■ **Texto do exercício**

+===+

Tenho muitas dúvidas. Se tivesse os médicos que necessito não seriam precisas essas USF-C. Quero valorizar os nossos profissionais, pagar-lhes justamente, mantê-los motivados e connosco. Assim, estamos a desviar recursos para outro modelo. É a minha opinião muito pessoal.
A aposta da prevenção poupa vidas e dinheiro, mas a falta de acesso aos cuidados de saúde impede alguns rastreios atempados. Como é que se inverte esta situação?
Com mais médicos de família. Os 100 mil que estão sem médico de família estão em situação de desigualdade para com os outros que têm uma equipa de saúde familiar. Felizmente, nos cuidados de saúde primários não temos falta de enfermeiros e esses 100 mil têm enfermeiro de família. A população tem de valorizar mais o seu enfermeiro de família, porque eles têm sido uma mais-valia nos locais onde não há médico de família, nomeadamente nesta área dos rastreios. O rastreio do cancro colon-rectal pode e deve ser feito pelos enfermeiros de família. Por outro lado, temos tido alguma dificuldade na resposta hospitalar aos rastreios positivos. Na parte da gastroenterelogia e da ginecologia a situação já está regularizada. Na oftalmologia temos dois rastreios importantes – retinopatia diabética e saúde visual infantil – e não tem havido a resposta aos casos identificados como positivos. Estamos aquém do desejável. Como é que ultrapassamos isto? Temos de conversar com os colegas a nível dos cuidados de saúde primários. Tenho falado com internos da especialidade de MGF, que são fabulosos e se têm disponibilizado para fazerem em horário extraordinário consultas de planeamento familiar para realizarem as citologias. Mas ainda assim é pouco. A disponibilidade não chega para a necessidade que existe.

+===+

Entradas de dados guardadas:
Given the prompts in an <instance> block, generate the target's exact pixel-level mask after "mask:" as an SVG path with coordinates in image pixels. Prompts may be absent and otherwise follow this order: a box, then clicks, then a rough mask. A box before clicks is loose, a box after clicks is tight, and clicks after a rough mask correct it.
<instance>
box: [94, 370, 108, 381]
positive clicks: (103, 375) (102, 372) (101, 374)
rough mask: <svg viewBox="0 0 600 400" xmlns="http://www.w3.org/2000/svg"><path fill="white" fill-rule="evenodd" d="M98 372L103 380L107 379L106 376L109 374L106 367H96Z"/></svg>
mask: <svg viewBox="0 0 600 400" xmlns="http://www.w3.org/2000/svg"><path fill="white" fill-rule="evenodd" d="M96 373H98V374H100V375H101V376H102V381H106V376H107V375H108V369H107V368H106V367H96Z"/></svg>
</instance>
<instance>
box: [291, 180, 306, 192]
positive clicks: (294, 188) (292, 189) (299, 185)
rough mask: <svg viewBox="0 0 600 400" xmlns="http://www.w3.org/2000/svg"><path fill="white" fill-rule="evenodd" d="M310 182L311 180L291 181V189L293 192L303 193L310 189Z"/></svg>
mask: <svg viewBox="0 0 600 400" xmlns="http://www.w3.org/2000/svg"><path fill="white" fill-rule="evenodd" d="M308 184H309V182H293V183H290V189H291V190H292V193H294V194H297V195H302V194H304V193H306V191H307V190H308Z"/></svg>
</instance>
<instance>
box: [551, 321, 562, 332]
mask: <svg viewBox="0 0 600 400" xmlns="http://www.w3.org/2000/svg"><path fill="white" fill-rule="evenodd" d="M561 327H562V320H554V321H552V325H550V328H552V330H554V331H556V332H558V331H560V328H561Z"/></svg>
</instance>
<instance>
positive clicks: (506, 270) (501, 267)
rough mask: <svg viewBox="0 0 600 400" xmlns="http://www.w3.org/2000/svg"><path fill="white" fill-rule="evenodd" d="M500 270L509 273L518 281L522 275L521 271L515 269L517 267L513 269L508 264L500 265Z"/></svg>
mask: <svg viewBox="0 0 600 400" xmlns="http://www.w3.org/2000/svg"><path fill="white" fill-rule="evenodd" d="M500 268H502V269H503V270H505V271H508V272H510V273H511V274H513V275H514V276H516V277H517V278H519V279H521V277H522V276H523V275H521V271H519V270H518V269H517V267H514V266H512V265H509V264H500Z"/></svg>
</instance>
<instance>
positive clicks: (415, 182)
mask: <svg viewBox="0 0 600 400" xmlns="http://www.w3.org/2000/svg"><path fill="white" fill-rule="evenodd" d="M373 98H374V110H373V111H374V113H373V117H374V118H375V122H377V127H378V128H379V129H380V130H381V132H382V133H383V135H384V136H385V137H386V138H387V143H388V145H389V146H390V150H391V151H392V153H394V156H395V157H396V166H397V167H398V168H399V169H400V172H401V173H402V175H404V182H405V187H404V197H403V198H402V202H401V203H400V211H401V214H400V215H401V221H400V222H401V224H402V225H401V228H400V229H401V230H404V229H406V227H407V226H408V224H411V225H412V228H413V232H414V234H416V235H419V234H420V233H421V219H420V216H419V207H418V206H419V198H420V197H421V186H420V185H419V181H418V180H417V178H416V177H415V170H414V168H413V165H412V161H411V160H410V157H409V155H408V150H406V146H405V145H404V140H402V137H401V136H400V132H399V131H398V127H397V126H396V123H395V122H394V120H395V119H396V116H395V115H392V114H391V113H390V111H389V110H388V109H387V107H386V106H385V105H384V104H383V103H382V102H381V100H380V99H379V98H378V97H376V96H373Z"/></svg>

+===+

■ **O que fazer**
1. Traduza para inglês a seguinte frase do texto sobre cuidados de saúde: "Felizmente, nos cuidados de saúde primários não temos falta de enfermeiros e esses 100 mil têm enfermeiro de família."
2. Transcreva o trecho do texto sobre cuidados de saúde entre "Tenho muitas dúvidas." e "inverte esta situação?", inclusive.

■ **Respostas por tarefa**
1. Fortunately, in primary health care we have no shortage of nurses, and those 100,000 have a family nurse.

2.
Tenho muitas dúvidas. Se tivesse os médicos que necessito não seriam precisas essas USF-C. Quero valorizar os nossos profissionais, pagar-lhes justamente, mantê-los motivados e connosco. Assim, estamos a desviar recursos para outro modelo. É a minha opinião muito pessoal.
A aposta da prevenção poupa vidas e dinheiro, mas a falta de acesso aos cuidados de saúde impede alguns rastreios atempados. Como é que se inverte esta situação?